== Brief A ==
In the article on the Institute of Medicine report about FDA drug safety, who is the report's lead author?
== Brief B ==
From the article on the Institute of Medicine report about FDA drug safety, print the passage that begins at the words "Nature Medicine |" and stops after "the international market.".

Nature Medicine | Spoonful of Medicine

FDA needs to export know-how to import safer drugs, reports says

The US Food and Drug Administration must share more safety inspection and training responsibilities with regulators in other developed countries, says a new report published today by the independent, non-governmental US Institute of Medicine (IOM) in Washington, DC. The report calls on the FDA, for example, to collaborate with its European counterparts on the gathering of inspection information related to manufacturing facilities overseas. Among the other 13 recommendations in the report, it also advises that the FDA partner with agencies abroad to help train regulators in nations such as India and China, where drugs are increasingly manufactured for the international market.

“If you look at the magnitude of drugs, the number of manufacturers and the complexity of the supply chains, there’s just no way one agency can do it alone,” says Jim Riviere, a pharmacologist at North Carolina State University in Raleigh and the report’s lead author. “This requires a broad, international collaboration. It’s impossible to inspect our way out of this alone or at the border.”

Recent cases of drug contamination, spoilage and counterfeiting highlight the need for such reforms. In 2007 and 2008 more than 80 people died in the US after being given contaminated doses of the blood thinner heparin, the active ingredient of which had been manufactured in China. And just this week, the FDA said that counterfeit versions of the cancer drug Avastin that originated in countries including Turkey and Egypt continue to be illegally marketed to US consumers.

== Data excerpts ==

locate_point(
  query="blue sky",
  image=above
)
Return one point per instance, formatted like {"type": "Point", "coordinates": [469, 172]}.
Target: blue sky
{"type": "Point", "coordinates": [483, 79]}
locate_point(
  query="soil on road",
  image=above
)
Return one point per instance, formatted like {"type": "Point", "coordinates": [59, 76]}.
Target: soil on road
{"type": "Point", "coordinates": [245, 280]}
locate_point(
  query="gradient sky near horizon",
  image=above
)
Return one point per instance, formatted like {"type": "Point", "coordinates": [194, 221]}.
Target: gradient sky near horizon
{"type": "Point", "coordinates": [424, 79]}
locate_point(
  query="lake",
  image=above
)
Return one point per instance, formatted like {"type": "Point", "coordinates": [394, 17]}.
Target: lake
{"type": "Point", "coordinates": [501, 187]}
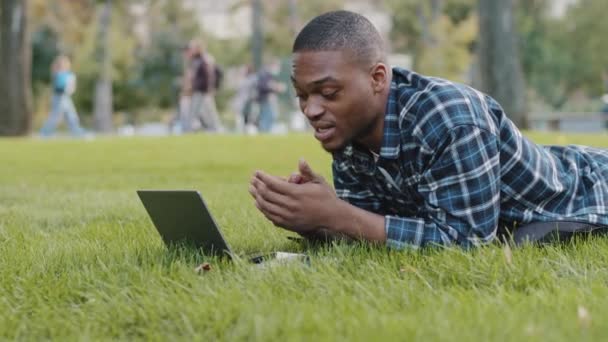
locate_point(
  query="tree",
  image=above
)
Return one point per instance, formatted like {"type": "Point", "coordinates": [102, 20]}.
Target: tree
{"type": "Point", "coordinates": [499, 63]}
{"type": "Point", "coordinates": [103, 88]}
{"type": "Point", "coordinates": [438, 34]}
{"type": "Point", "coordinates": [15, 64]}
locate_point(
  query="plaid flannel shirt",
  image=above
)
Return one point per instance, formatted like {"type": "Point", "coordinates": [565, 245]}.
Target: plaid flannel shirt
{"type": "Point", "coordinates": [452, 168]}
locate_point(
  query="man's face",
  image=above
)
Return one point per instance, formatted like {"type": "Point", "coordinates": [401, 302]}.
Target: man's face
{"type": "Point", "coordinates": [335, 93]}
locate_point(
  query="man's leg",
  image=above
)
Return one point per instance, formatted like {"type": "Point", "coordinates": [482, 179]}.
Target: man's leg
{"type": "Point", "coordinates": [553, 231]}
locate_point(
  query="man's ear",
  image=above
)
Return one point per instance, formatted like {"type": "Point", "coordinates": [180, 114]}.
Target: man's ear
{"type": "Point", "coordinates": [380, 74]}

== Output A ==
Jim Riviere, a pharmacologist at North Carolina State University in Raleigh, is the report's lead author.

== Output B ==
Nature Medicine | Spoonful of Medicine

FDA needs to export know-how to import safer drugs, reports says

The US Food and Drug Administration must share more safety inspection and training responsibilities with regulators in other developed countries, says a new report published today by the independent, non-governmental US Institute of Medicine (IOM) in Washington, DC. The report calls on the FDA, for example, to collaborate with its European counterparts on the gathering of inspection information related to manufacturing facilities overseas. Among the other 13 recommendations in the report, it also advises that the FDA partner with agencies abroad to help train regulators in nations such as India and China, where drugs are increasingly manufactured for the international market.